> Tekstblok
■ ■ ■ ■

Het wezen en het gevolg van de woede
ontvangen
door Jakob Lorber op 6-4-1847
hoofdstuk
61
(1)
Omdat we al in de voorafgaande gebeurtenissen gesproken hebben over
bezetenheid, willen we hiermee doorgaan en in deze gedenkwaardigheid een heel
gevaarlijke bezetenheid onthullen. Waar zal deze dan wel uit bestaan?
(2)
Deze bestaat uit het in bezit nemen van het aardse vlees door de duivel van de
toorn. Deze bezetenheid is de meest gevaarlijkste, omdat een dergelijke
woededuivel niet alleen het vlees in bezit neemt, maar altijd nog een legioen
dienstbare geesten bij zich heeft.

■ ■ ■ ■

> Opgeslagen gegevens
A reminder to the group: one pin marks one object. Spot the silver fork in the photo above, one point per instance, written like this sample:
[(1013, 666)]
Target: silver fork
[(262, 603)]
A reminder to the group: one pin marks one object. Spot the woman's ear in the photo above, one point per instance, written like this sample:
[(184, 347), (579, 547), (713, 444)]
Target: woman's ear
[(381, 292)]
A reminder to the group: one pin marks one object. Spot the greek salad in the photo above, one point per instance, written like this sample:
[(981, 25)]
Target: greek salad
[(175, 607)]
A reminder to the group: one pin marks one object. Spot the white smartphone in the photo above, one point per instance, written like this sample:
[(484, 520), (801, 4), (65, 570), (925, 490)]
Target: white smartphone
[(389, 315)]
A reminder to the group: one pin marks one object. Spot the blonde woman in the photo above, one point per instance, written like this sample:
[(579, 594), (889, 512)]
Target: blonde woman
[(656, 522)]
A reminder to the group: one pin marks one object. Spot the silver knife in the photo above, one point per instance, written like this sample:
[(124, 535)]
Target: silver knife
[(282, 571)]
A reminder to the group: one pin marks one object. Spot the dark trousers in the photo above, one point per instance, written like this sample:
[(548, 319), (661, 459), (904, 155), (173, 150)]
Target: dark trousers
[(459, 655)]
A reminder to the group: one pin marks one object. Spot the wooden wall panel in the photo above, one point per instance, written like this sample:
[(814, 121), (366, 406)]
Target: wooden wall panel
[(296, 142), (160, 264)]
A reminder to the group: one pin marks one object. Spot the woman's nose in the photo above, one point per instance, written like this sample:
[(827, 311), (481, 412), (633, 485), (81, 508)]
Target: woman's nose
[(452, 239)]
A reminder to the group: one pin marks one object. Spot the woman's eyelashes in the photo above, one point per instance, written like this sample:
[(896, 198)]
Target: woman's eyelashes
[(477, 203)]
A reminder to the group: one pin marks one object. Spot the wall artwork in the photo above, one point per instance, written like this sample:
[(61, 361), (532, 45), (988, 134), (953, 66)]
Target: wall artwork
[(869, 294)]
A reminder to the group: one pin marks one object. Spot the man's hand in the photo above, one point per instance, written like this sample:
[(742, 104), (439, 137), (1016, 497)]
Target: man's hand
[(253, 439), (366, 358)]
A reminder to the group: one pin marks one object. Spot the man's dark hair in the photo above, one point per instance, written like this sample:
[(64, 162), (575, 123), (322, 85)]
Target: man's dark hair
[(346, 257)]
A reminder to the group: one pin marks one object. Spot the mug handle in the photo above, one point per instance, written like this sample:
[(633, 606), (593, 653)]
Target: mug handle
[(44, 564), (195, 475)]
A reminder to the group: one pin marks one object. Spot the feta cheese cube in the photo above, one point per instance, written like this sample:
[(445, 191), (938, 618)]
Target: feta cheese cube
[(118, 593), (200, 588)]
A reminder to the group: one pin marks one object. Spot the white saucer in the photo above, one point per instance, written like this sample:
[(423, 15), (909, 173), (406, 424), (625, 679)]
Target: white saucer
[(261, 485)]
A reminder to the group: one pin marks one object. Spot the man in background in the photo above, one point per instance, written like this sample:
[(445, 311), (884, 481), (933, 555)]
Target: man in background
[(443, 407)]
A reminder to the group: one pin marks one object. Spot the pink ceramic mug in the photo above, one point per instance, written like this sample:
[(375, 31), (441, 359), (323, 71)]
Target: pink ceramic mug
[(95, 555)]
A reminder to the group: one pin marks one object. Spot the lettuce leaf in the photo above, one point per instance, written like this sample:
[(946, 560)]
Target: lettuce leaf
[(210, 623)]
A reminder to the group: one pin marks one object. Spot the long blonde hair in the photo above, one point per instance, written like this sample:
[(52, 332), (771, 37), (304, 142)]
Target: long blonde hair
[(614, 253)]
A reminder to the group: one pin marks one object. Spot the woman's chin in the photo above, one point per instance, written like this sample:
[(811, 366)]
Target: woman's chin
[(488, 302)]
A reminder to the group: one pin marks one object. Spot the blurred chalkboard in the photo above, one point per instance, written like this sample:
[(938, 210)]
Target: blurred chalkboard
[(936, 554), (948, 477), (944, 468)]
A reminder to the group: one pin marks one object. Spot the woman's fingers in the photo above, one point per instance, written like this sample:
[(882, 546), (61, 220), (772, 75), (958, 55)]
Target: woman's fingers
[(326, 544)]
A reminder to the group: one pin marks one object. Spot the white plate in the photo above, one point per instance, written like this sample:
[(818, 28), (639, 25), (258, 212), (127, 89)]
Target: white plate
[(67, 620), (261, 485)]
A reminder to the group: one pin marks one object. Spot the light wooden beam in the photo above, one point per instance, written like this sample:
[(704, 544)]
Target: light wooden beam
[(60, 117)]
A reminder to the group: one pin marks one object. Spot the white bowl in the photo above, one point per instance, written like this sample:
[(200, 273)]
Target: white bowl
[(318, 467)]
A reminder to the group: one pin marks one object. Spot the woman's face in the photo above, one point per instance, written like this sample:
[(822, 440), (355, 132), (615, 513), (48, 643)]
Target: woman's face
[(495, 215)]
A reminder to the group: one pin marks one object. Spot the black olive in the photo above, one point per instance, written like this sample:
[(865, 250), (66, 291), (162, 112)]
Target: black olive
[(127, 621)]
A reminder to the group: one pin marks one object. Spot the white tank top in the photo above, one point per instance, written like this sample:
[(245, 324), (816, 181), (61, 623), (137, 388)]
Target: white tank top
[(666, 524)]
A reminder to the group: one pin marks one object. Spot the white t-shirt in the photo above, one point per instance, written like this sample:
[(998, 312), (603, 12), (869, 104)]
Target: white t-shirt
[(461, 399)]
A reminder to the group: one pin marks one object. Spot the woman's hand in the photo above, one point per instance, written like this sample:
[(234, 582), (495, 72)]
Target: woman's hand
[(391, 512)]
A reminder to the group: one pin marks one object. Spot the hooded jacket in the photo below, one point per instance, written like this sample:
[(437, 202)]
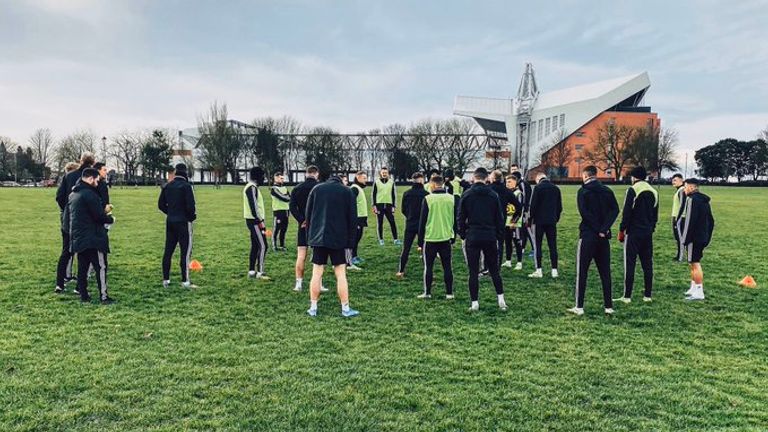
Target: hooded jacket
[(177, 200), (546, 204), (299, 197), (699, 224), (86, 219), (598, 209), (331, 215), (411, 206), (481, 217), (641, 210)]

■ ■ ■ ■

> Opdracht
Ga verder met de tekst over het wezen en het gevolg van de woede, direct na de laatste zin. De lijst is afkomstig uit een andere bron.

> Antwoord
(3) Toorn staat in de
scherpste tegenstelling tot de liefde en vormt het eigenlijke hoofdbestanddeel
van de satan. De toorn kan echter zonder voeding niet bestaan; daarom heeft hij
altijd een talloze hoeveelheid hem voeding gevende geesten om zich heen, aan
wie hij zuigt en op wie bij teert. Net zoals de liefde niet zonder voedsel kan
bestaan, namelijk de wederliefde, zo kan ook de woede niet bestaan zonder woede
tegenover zich, want die is zijn voeding. Laten we echter bekijken wat voor
gespuis hij om zich heen heeft om hem te voeden.
(4)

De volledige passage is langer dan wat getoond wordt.